### Problem to solve
Copy the forum thread below from "[Mike Schilling]" to "you'll be fine.", inclusive, changing "fine" to "all right".

How do you iterate over a List and remove elements?

[Knute Johnson]

I've got an ArrayList and I want to iterate over the list and remove the
occasional element. If I use the new for loop it throws a
ConcurrentModificationException. An Iterator is going to have the same
problem. There must be some simple way to do this that I'm not thinking
of tonight.

Thanks,

 

[Patricia Shanahan]

I've got an ArrayList and I want to iterate over the list and remove the
occasional element. If I use the new for loop it throws a
ConcurrentModificationException. An Iterator is going to have the same
problem. There must be some simple way to do this that I'm not thinking
of tonight.

Use an explicit Iterator-based loop, and the Iterator's remove method,
not the underlying collection's remove.

Patricia

 

[Mike Schilling]

I've got an ArrayList and I want to iterate over the list and remove
the occasional element. If I use the new for loop it throws a
ConcurrentModificationException. An Iterator is going to have the
same problem.

The ConcurrentModificationException occurs because you're modifying the List
behind the Iterator's back, so to speak. If you use the Iterator to do the
removes you'll be fine.

### Information given
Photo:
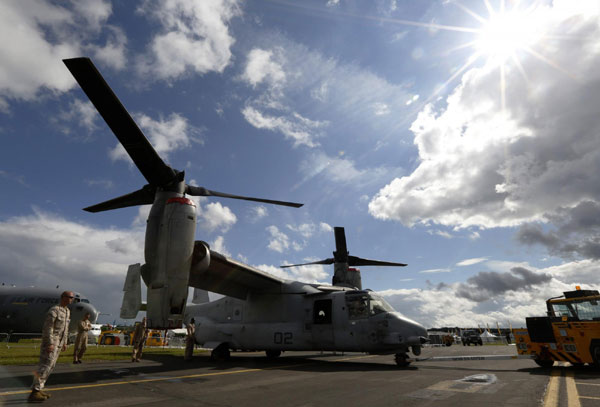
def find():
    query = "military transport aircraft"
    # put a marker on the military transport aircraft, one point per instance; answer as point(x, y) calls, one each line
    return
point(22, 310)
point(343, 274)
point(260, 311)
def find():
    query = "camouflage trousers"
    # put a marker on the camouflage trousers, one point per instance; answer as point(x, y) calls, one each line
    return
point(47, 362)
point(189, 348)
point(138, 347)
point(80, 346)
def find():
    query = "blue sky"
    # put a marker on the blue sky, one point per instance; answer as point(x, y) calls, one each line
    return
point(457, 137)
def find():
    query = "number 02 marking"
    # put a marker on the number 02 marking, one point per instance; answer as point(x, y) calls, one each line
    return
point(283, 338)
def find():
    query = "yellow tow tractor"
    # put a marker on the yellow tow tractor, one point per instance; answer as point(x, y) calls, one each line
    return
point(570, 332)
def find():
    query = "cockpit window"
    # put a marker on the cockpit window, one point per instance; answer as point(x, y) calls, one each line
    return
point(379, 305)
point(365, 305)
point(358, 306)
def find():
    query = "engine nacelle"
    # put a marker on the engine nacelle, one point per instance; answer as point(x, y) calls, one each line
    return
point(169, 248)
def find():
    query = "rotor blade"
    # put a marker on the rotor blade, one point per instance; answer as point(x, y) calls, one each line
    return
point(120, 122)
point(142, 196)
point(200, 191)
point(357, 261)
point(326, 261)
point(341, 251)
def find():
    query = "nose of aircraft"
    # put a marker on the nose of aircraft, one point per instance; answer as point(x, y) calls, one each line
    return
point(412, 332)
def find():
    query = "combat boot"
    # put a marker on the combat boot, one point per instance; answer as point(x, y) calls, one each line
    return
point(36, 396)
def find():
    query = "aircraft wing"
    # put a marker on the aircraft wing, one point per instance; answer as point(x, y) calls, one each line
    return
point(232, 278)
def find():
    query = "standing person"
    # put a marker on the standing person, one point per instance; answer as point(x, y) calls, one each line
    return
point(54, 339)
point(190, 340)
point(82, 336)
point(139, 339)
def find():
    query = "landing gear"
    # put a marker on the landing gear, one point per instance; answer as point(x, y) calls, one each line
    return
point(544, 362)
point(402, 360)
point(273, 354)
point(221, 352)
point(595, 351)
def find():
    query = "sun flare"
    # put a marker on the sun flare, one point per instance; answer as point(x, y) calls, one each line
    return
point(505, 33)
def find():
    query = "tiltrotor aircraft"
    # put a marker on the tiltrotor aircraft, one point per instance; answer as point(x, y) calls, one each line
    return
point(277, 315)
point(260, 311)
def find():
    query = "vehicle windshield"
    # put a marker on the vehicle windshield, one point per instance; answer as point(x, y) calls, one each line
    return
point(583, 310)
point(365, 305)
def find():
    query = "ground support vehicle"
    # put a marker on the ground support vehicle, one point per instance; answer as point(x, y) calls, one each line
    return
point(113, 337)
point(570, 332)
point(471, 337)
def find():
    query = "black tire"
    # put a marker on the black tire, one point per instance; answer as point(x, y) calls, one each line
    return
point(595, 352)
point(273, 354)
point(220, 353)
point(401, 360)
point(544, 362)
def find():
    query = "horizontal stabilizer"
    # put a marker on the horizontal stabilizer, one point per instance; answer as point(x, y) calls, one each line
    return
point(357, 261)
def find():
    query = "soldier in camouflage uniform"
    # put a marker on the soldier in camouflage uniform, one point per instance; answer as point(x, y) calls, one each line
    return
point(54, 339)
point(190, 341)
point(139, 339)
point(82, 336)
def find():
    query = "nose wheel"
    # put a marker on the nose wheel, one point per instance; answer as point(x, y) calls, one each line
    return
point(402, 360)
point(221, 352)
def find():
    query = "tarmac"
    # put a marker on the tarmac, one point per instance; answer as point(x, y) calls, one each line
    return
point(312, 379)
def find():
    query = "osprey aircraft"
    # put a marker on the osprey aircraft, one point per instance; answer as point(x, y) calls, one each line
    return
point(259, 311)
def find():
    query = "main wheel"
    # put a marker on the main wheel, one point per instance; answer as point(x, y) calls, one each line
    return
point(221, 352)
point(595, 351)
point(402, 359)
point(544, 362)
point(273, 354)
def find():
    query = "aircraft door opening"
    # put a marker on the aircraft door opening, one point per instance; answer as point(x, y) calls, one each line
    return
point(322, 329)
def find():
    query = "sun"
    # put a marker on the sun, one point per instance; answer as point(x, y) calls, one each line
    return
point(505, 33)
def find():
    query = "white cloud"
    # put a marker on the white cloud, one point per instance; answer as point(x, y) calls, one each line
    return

### Task solution
[Mike Schilling]

I've got an ArrayList and I want to iterate over the list and remove
the occasional element. If I use the new for loop it throws a
ConcurrentModificationException. An Iterator is going to have the
same problem.

The ConcurrentModificationException occurs because you're modifying the List
behind the Iterator's back, so to speak. If you use the Iterator to do the
removes you'll be all right.